Friday, January 09, 2009

 

The New Avengers – To Catch A Rat

Are you still up? Well, stop what you’re doing, and turn over to BBC4 at 12.25 for tonight’s episode of The New Avengers, To Catch A Rat. While its sexual attitudes aren’t as wholesome as your everyday Internet porn, it’s still interesting for all sorts of reasons. On Wednesday, The Avengers was 48 years old – in this one, you’ll see the return of Ian Hendry, the show’s original lead actor (that’s right; in 1961, Patrick Macnee was the co-star). It’s a Cold War ‘thriller’ in which the story makes little sense but the main characters are rather beautifully drawn.

Gambit and Purdey are driving in circles, discussing what they were doing seventeen years ago. Gambit is driving, quite badly, and flirting, very badly. Purdey is eating marshmallows.
“Me? I was discovering sex.”
“What a waste of time. You might have been learning to drive.”
Our two young leads seem slightly out of place in this story, but they’re still among the best things in it – their relationship is coming on in leaps and bounds, as the camera has stopped fetishising Gambit as a hard man and Purdey has started taking the Mike out of him. And Joanna Lumley is fantastic at it, from the exchange above, through her pointed failure to get his terrible “undercover” pun, to one of the best scenes in it – at best peripheral to the plot – when they stumble into a church, Gambit’s gun drawn, and startle two ladies doing the flowers. Purdey’s brilliant idea for getting them out of there without causing any embarrassment is worth tuning in for alone.

That’s not to say that Joanna has it all her own way. I’ve written before about the sexism in this version of the series’ format (suddenly, an older Steed gets to do the ‘thinking’ and Gambit the ‘action’, both previously the purview of Avengers women) and in the deliberate writing and directing decisions, and Purdey is still leched over by every character to an uncomfortable degree. This was one of the few New Avengers episodes to be novelised, and the only one I’d actively urge you to avoid; the author makes every male character drool over her in a way that leaves you feeling soiled. The TV original is less sleazy, but we still get her involvement with ludicrously improbable men, and the director offers lingering shots up her legs as she rolls filigree coverings over them. No male character’s ever objectified in this way, though I have to admit I wouldn’t thank them for offering the same treatment to Mike Gambit. Thankfully, Purdey’s relaxed teasing of Gambit (and her spotting and nearly stopping the villain) points the way the series is going to go – Joanna’s clearly the one to watch here, and that leg shot is almost made up for by her scenes spent in a suit and big tie, which both looks fantastic and shows that she still commands the camera when completely buttoned up.

The main plot, though, centres on the older actors – and it’s rather nice to see so many of them about, whether in charge of records, swilling brandy and smoking cigars in the bath in the world’s largest bathroom (yes, all right, one rather nicely acted old chap gets to show off even more of his body than Purdey does, though I don’t think the director’s enjoying it so much), or of course being the main protagonists. On the one hand, the villains are rather bland; there’s a double agent to be exposed, and though technically there are several suspects, we only get to know two of them. One of these acts so suspiciously throughout that he may as well have a neon sign above his head saying, ‘You’re supposed to think it’s me!’ while the other’s more urbane until he becomes Purdey’s unbelievably slimy date. If you’re under the age of four, you may not have just worked out whodunnit. It’s odd, really, that the usually prime parts of the villains are so dull, when almost all the bit-part old chaps shine, and both Patrick Macnee and Ian Hendry are marvellous, despite neither having much in common with the characters they were playing together back in 1961.

.....

**PROMPT A:**
Quote the New Avengers review from "Are you still" up to and including "is eating marshmallows.".
**PROMPT B:**
Continue the review of the New Avengers episode To Catch A Rat from where it stops.

**DATA SHOWN:**
.....

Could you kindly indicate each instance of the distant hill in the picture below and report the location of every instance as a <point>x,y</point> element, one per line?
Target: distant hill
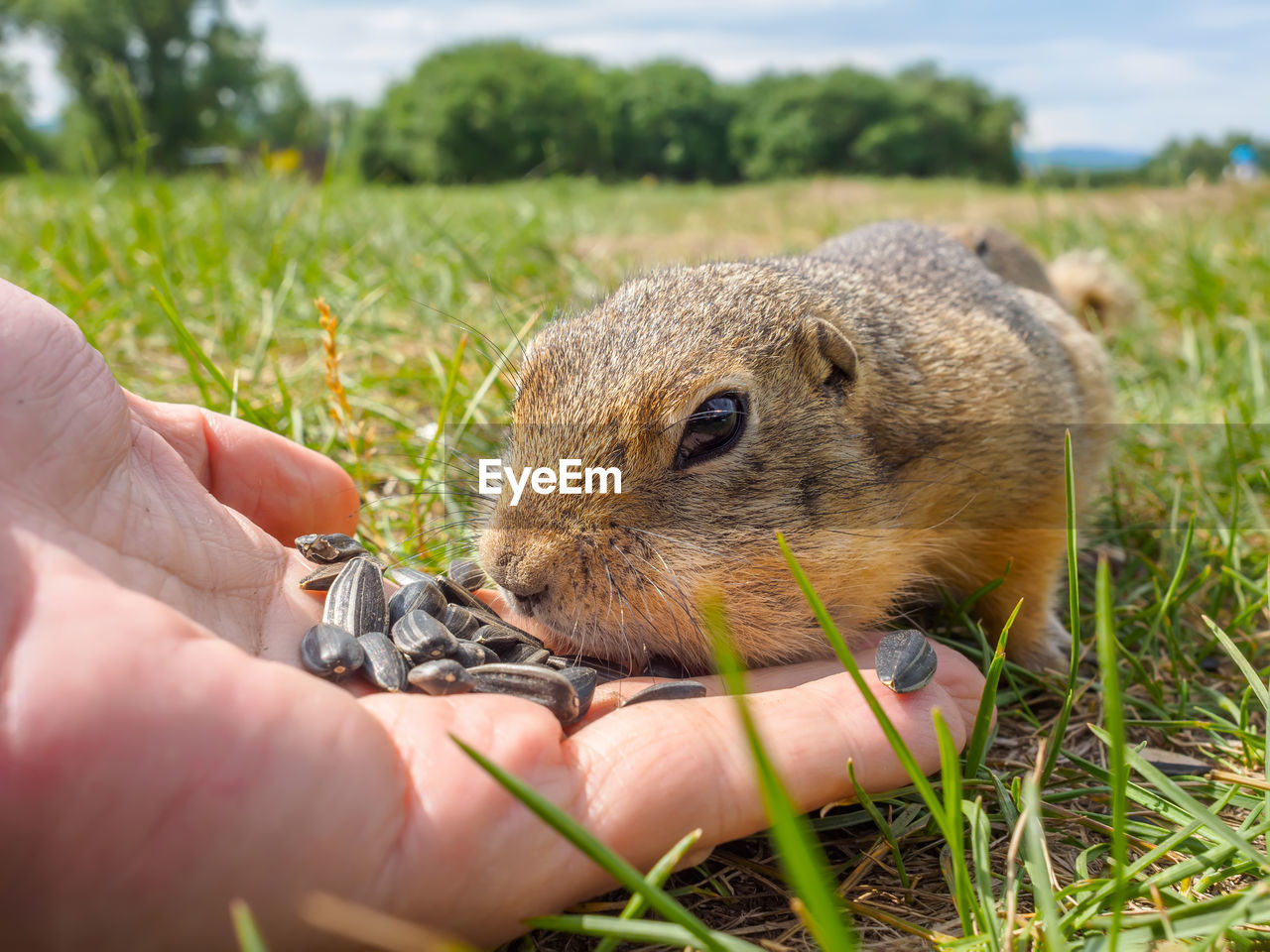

.....

**RESPONSE A:**
Are you still up? Well, stop what you’re doing, and turn over to BBC4 at 12.25 for tonight’s episode of The New Avengers, To Catch A Rat. While its sexual attitudes aren’t as wholesome as your everyday Internet porn, it’s still interesting for all sorts of reasons. On Wednesday, The Avengers was 48 years old – in this one, you’ll see the return of Ian Hendry, the show’s original lead actor (that’s right; in 1961, Patrick Macnee was the co-star). It’s a Cold War ‘thriller’ in which the story makes little sense but the main characters are rather beautifully drawn.

Gambit and Purdey are driving in circles, discussing what they were doing seventeen years ago. Gambit is driving, quite badly, and flirting, very badly. Purdey is eating marshmallows.

**RESPONSE B:**
As in several of the earlier New Avengers stories, Steed largely stays in the background and gives the orders while the young ’uns handle the action; though I still prefer him light but dangerous against a diabolical master mind, this is one of the few episodes where his serious, authority figure persona really works, giving weight to the George Smiley figure in this cut-price le Carré (though the script’s so flimsy on that side that, without Patrick Macnee, there’d be nothing to it but lots of running around and looking concerned on the radio). Despite that, the show’s stolen by Ian Hendry, who’s the only actor in the whole series to get a full screen ‘Guest Star’ credit and thoroughly deserves it.

Ian Hendry and Dr Keel

Ian Hendry once played Dr David Keel, whose fiancée was murdered by drug dealers in the first ever episode of the series and who was assisted by a shadowy government operative named Steed to avenge her. He left after the first series, Patrick Macnee remained and became the lead, Honor Blackman took over the second ‘man’s’ role, and the rest is history. While every later Avengers episode still exists, only two and a half of Mr Hendry’s remain in the archives (the first reel of the very first episode, Hot Snow, up until the murder; The Frighteners, a mundane plot enlivened by great characters and performances; and Girl on the Trapeze, the only Avengers episode without Steed, and like this episode of course featuring a trapeze). His glittering film career never quite materialised, other than character roles like the violent chauffeur in Get Carter, and perhaps it’s not just his (make-up-assisted?) heavy ageing that helps inspire the melancholy feel of this episode.

In Doctor Who terms, this is less The Five Doctors, more Meglos, as the original star returns but not to play his original role. In an uneven script’s best and most self-referential bit of writing, he’s a former agent, lost for sixteen years, come back a shadow of his former self but determined, once again, to avenge his own dead. And Mr Hendry’s performance as Gunner is full of that pathos – one early scene has him struggle to pull his identity back out of his fragmented mind, then see a little girl and break into a warm, reassuring smile, not wanting to frighten her, and it’s beautifully played.

The trouble with the episode, then, isn’t with the leading actors, but with the plot. It desperately wants to be John le Carré, but misses out the multiplicity of suspects, the intricacy and, well, all the clever bits. So we’re left with a trapeze artist agent in East Germany who wounded the double agent who blew his cell – arguably the only ‘clever le Carré plotting’ here has to be inferred to precede the first scene, in the trap Gunner has laid ‘off’ for the “White Rat”; I’d rather we actually got to see some intelligent intelligence work than have to assume it was there just before we joined the story – but was then let down by his traitorous partner before he could tell London. His brain and body broken by the fall, he takes sixteen (or seventeen, depending on who’s speaking) years to be hit on the head again, in traditional fashion, get his memory back and go on the hunt for the White Rat. If you’re hoping for more character moments and subtle intrigues, tough luck; his return is just a cue for everybody to run around the countryside and the odd flat after everybody else until everybody’s either cleared or dead, or simply tired out after all the chasing. Perhaps the biggest let-down, other than the pre-titles freeze-frame, is that the logic of what passes for the plot means Steed can’t catch up with Gunner until the last couple of minutes. Patrick Macnee has one tender moment with his old co-star, but I can’t help hoping for more, and it’s not as if the story came up with a gripping alternative.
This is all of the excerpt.